**Activity**
Nothing but the pictures should be left out when you copy the records exactly.

Supplied entries: Begin

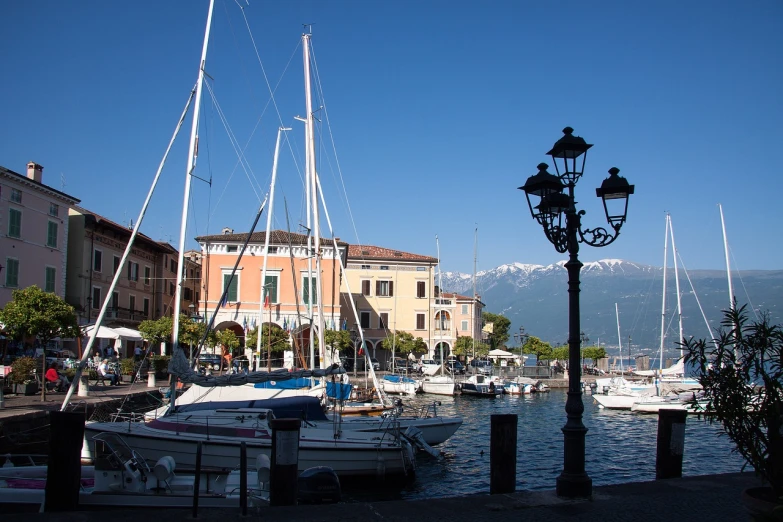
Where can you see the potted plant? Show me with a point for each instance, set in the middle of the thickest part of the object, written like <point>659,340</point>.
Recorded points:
<point>23,376</point>
<point>741,372</point>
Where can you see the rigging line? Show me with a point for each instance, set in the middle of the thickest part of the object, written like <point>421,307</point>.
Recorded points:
<point>703,315</point>
<point>263,70</point>
<point>742,282</point>
<point>232,139</point>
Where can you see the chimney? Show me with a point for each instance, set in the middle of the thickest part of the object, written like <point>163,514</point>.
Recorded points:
<point>34,171</point>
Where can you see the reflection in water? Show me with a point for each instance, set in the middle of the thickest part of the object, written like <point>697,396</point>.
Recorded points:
<point>621,447</point>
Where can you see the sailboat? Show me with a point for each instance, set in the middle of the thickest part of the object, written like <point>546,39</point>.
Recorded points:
<point>439,384</point>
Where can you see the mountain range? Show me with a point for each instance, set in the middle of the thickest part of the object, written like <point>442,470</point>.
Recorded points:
<point>536,297</point>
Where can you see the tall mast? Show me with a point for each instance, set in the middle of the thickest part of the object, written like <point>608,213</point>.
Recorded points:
<point>663,300</point>
<point>475,295</point>
<point>191,166</point>
<point>264,290</point>
<point>620,339</point>
<point>726,253</point>
<point>677,285</point>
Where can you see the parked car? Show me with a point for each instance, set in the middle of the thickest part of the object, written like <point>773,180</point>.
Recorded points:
<point>209,359</point>
<point>455,367</point>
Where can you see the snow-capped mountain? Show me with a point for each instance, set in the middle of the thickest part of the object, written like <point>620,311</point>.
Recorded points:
<point>536,297</point>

Supplied entries: End

**Expected output**
Where can you see the potted plant? Show me with a point for each instance, set in the middle of the thickest part of the object, written like <point>659,340</point>.
Recorded points:
<point>23,376</point>
<point>741,372</point>
Where can you see the rigging line? Show me with a point for each instance, set in the middle of the thickest part of the object, written like <point>421,307</point>.
Recorded points:
<point>703,315</point>
<point>263,70</point>
<point>742,282</point>
<point>232,139</point>
Where can you see the chimney? Show me with a point for each instance, set in the middle of the thickest part of the object, written like <point>163,514</point>.
Recorded points:
<point>34,171</point>
Where can you see the reflection in water? Show me with a point for each instance, set in the middle of the thickest part of the object, written like <point>697,396</point>.
Recorded points:
<point>621,447</point>
Where can you see the sailboat? Show me with a point for each instance, set in the middle of the thickest part of the object, written like <point>546,39</point>.
Recorded points:
<point>439,384</point>
Where can you see the mountain range? Show me with a point for each instance, set in the middle of the thickest part of the object, written like <point>442,470</point>.
Recorded points:
<point>536,297</point>
Where can you see the tall mast? Show me with a point for each instance, set in the middle of the thickest part of the object, written like <point>608,213</point>.
Recorded points:
<point>663,300</point>
<point>475,295</point>
<point>191,166</point>
<point>264,290</point>
<point>620,339</point>
<point>726,253</point>
<point>677,285</point>
Where can you see the parked car? Show me with a point for each instance, set in the middle of the thickest part of the object, written like <point>773,180</point>.
Recorded points:
<point>209,359</point>
<point>455,367</point>
Where can you see the snow-capped mountain? Show me with a point for each instance, set in the middle of the thickest part of the object, written like <point>620,311</point>.
Recorded points:
<point>536,297</point>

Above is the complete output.